- _Aim of the exercise_
Everything from the line containing "Note: pick out every instance of the golden" through the end of the entries should be transcribed exactly. Leave out all other lines.

- _Data provided_
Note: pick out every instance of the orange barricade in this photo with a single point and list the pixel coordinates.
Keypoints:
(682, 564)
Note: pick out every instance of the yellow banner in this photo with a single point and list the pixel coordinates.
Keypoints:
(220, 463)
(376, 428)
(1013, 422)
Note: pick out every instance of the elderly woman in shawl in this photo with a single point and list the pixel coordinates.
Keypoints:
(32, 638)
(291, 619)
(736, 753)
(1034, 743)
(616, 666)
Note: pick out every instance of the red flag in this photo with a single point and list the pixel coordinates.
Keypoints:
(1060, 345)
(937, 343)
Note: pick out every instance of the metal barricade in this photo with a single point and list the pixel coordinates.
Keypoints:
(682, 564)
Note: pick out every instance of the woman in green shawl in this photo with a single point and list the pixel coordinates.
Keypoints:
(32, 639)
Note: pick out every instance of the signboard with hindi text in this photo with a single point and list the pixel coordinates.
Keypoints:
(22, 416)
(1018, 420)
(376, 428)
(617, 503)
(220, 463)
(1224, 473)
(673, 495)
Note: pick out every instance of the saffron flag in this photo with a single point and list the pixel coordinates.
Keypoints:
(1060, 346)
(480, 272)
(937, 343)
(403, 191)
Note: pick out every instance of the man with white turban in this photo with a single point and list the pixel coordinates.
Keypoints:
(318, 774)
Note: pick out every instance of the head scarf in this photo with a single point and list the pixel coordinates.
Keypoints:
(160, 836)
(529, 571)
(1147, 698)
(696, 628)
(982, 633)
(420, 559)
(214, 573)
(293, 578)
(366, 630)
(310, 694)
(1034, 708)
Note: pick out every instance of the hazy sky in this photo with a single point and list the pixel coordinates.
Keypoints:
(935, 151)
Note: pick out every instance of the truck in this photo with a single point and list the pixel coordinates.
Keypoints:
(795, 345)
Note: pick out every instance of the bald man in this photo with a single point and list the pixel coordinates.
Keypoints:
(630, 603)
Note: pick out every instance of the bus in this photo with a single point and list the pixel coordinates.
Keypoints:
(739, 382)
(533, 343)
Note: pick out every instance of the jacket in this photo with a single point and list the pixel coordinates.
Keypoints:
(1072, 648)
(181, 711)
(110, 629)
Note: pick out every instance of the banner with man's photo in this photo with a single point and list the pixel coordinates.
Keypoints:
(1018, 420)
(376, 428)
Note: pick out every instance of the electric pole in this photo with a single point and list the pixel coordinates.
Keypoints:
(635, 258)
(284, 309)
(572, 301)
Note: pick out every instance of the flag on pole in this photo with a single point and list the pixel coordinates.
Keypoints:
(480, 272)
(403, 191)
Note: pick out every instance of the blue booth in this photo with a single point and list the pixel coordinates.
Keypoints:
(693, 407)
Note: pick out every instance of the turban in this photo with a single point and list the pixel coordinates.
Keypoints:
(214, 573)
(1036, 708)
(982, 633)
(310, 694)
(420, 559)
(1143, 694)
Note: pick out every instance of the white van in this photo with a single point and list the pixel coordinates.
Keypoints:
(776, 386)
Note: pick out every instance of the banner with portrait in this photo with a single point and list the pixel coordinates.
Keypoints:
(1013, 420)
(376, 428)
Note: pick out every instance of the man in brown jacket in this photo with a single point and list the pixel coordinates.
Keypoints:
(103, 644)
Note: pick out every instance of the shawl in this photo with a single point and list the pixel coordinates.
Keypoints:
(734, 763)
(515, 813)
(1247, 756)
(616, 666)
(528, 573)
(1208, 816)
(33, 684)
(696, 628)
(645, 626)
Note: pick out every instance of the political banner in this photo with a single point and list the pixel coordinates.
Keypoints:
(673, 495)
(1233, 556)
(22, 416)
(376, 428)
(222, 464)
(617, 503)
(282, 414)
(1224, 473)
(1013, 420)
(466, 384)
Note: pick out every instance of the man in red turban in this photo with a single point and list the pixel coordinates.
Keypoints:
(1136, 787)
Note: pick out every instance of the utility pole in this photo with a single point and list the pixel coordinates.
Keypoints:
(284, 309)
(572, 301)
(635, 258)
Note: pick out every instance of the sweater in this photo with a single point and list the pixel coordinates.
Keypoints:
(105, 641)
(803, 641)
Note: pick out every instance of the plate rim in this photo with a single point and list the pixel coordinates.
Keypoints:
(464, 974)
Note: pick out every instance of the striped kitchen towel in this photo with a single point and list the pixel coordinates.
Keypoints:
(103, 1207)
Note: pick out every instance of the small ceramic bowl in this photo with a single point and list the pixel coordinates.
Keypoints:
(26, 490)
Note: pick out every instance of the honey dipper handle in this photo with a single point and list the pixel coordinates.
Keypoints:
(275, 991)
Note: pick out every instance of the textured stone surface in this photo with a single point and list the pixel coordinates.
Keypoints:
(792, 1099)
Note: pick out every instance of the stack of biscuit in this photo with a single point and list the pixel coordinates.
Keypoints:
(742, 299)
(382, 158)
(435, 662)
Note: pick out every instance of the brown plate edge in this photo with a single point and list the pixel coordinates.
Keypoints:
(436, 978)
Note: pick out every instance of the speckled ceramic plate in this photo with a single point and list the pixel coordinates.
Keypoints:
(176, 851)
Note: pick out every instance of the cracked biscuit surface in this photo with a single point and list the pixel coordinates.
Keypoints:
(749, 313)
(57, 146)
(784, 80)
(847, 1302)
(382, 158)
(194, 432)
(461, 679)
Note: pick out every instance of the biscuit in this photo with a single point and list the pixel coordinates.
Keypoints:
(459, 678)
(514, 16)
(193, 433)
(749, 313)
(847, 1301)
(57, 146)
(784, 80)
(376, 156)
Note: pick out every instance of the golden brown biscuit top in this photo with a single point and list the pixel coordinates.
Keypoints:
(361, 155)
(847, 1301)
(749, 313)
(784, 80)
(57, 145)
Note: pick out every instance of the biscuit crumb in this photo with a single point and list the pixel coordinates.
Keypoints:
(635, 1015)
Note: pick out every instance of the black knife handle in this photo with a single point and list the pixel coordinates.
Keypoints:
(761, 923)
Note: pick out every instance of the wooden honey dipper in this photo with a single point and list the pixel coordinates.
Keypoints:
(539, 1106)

- _Output for this exercise_
Note: pick out every instance of the golden brown biscuit top in this photo with a single point and list the pixel coordinates.
Keypoints:
(361, 155)
(847, 1301)
(749, 313)
(784, 80)
(57, 145)
Note: pick out every instance of the biscuit crumb in this photo with a single point and list the pixel coordinates.
Keypoints:
(635, 1015)
Note: pick out every instance of the black knife handle in this photo with a single point and list the pixel coordinates.
Keypoints:
(761, 923)
Note: pick out every instance of the wooden honey dipper in this photo with a single point and list the pixel coordinates.
Keypoints:
(539, 1106)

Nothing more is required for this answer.